*Instructions to follow*
From the entries below, extract each line that contains the string "wall", copying every such line in full.

* Begin Provided records *

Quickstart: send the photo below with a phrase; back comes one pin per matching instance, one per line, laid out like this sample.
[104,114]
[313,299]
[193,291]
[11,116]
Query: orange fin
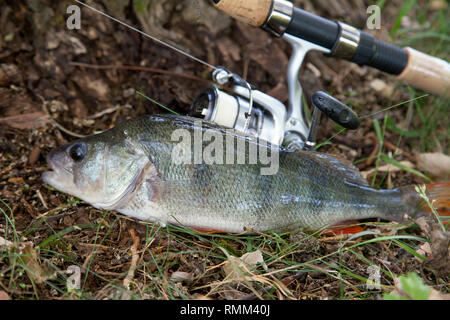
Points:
[346,228]
[439,196]
[208,231]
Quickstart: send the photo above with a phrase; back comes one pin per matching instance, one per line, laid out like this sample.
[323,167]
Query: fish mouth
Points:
[58,176]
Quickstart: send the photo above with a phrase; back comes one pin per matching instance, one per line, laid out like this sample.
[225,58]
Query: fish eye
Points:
[78,151]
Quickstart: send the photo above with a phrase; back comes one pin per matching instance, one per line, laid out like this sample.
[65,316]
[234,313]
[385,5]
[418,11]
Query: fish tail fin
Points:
[438,195]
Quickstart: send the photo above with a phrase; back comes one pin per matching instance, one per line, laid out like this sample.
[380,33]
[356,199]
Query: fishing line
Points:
[147,35]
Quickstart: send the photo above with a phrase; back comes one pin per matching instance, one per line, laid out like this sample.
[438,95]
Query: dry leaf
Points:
[234,267]
[424,250]
[35,270]
[180,276]
[387,168]
[3,295]
[26,121]
[435,164]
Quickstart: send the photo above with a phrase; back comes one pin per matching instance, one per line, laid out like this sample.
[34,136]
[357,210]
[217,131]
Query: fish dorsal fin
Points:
[342,167]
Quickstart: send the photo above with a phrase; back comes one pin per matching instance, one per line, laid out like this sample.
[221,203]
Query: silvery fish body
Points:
[131,169]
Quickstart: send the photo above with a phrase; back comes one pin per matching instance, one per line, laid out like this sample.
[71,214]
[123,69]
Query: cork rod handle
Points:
[427,73]
[252,12]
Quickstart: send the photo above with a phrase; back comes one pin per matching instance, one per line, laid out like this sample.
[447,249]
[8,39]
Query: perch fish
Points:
[130,169]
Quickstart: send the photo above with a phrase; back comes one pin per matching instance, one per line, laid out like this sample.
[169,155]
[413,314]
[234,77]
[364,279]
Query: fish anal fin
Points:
[349,227]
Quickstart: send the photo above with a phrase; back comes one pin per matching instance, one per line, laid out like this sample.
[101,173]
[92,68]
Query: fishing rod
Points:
[245,108]
[337,39]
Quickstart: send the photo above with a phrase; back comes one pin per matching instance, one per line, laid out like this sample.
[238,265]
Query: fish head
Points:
[102,170]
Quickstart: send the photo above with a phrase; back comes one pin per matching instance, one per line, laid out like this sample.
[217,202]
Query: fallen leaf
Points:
[35,270]
[26,121]
[180,276]
[5,243]
[435,164]
[424,250]
[3,295]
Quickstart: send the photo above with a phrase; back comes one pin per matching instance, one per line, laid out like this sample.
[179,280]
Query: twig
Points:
[134,260]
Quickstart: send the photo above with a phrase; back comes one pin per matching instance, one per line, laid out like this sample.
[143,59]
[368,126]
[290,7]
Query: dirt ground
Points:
[56,83]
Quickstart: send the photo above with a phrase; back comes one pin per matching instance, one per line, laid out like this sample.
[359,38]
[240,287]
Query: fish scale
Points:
[310,189]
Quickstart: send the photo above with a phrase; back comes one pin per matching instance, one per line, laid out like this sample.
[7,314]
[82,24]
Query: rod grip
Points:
[427,73]
[252,12]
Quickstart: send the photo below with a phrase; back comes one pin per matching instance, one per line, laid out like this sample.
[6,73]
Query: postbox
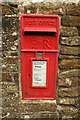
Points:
[39,56]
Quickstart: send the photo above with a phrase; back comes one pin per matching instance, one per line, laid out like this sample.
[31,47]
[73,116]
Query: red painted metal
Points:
[39,33]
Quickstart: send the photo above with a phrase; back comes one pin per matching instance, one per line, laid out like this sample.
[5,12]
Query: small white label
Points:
[39,73]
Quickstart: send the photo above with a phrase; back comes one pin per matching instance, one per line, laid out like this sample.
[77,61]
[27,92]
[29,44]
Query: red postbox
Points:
[39,56]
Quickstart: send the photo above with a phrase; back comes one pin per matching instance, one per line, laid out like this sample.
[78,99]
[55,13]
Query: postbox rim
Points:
[34,15]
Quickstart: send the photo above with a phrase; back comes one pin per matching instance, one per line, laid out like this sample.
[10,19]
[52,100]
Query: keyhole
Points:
[29,75]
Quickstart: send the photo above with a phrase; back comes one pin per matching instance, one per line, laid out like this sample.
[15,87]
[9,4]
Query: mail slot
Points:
[39,56]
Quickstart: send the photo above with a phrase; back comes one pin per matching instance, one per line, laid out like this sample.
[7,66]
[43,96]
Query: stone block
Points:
[68,57]
[64,81]
[71,41]
[8,60]
[66,50]
[69,73]
[7,10]
[68,112]
[69,92]
[6,77]
[10,46]
[66,101]
[67,64]
[74,11]
[9,53]
[10,25]
[9,68]
[70,21]
[16,78]
[7,37]
[68,31]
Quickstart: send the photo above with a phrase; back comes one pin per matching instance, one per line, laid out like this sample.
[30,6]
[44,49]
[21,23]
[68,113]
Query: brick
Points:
[74,10]
[69,92]
[66,50]
[10,60]
[6,77]
[70,20]
[70,40]
[68,81]
[67,64]
[9,24]
[68,31]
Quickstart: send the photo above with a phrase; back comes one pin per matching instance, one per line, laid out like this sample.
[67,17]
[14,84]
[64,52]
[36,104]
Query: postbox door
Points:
[44,87]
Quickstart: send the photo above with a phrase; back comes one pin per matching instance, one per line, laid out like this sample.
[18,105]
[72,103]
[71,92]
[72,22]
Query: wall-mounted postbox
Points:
[39,56]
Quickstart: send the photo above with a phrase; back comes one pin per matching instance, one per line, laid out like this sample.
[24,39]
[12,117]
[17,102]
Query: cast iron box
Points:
[39,56]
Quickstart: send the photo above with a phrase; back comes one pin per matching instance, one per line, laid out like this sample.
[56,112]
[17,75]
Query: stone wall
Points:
[67,103]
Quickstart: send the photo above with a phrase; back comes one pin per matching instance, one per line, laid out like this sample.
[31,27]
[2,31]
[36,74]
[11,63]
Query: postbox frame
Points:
[44,51]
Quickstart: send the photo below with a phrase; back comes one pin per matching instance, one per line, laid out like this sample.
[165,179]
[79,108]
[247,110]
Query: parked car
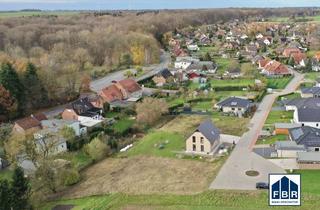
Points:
[262,185]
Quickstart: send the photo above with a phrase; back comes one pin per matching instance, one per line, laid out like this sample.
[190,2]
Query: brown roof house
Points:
[127,90]
[163,77]
[29,124]
[204,140]
[84,112]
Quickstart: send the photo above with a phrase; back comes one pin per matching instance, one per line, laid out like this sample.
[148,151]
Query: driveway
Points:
[232,174]
[99,84]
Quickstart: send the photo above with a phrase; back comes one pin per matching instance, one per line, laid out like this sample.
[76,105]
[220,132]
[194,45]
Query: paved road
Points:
[232,174]
[99,84]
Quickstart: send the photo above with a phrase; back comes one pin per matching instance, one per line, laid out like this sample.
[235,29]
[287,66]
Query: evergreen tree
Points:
[11,82]
[20,190]
[5,195]
[36,95]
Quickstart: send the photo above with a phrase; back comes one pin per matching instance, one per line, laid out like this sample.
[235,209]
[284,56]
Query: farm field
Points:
[35,13]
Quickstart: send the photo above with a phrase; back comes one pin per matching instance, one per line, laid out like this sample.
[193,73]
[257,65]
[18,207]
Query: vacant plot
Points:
[231,125]
[278,83]
[209,200]
[272,139]
[145,175]
[279,117]
[216,83]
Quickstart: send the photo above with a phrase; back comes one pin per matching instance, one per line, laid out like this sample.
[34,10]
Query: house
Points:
[84,112]
[315,64]
[306,136]
[237,106]
[163,77]
[205,67]
[275,68]
[124,90]
[300,59]
[283,128]
[306,111]
[31,123]
[288,51]
[204,140]
[309,92]
[288,149]
[193,47]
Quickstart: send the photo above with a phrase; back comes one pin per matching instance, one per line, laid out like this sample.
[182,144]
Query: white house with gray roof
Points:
[204,139]
[235,105]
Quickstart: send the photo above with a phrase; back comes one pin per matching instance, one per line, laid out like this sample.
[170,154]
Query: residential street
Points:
[98,84]
[232,174]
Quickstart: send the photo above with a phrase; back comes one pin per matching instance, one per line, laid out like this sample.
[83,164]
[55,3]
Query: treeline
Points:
[67,50]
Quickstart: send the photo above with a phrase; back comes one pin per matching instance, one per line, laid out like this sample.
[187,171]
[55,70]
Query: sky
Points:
[148,4]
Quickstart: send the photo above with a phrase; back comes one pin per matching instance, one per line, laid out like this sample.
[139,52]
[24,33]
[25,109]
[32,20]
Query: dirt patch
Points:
[145,175]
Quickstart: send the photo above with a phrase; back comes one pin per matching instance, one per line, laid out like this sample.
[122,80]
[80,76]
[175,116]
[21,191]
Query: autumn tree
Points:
[36,94]
[150,110]
[9,79]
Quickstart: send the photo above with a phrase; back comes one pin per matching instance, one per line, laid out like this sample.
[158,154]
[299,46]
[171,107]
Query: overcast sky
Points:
[148,4]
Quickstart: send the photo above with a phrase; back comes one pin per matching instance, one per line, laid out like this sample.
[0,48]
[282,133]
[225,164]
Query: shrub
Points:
[69,177]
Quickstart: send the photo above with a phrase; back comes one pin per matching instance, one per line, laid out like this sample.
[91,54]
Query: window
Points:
[194,147]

* End Provided records *

*Full solution*
Query: wall-mounted postbox
Query: stone wall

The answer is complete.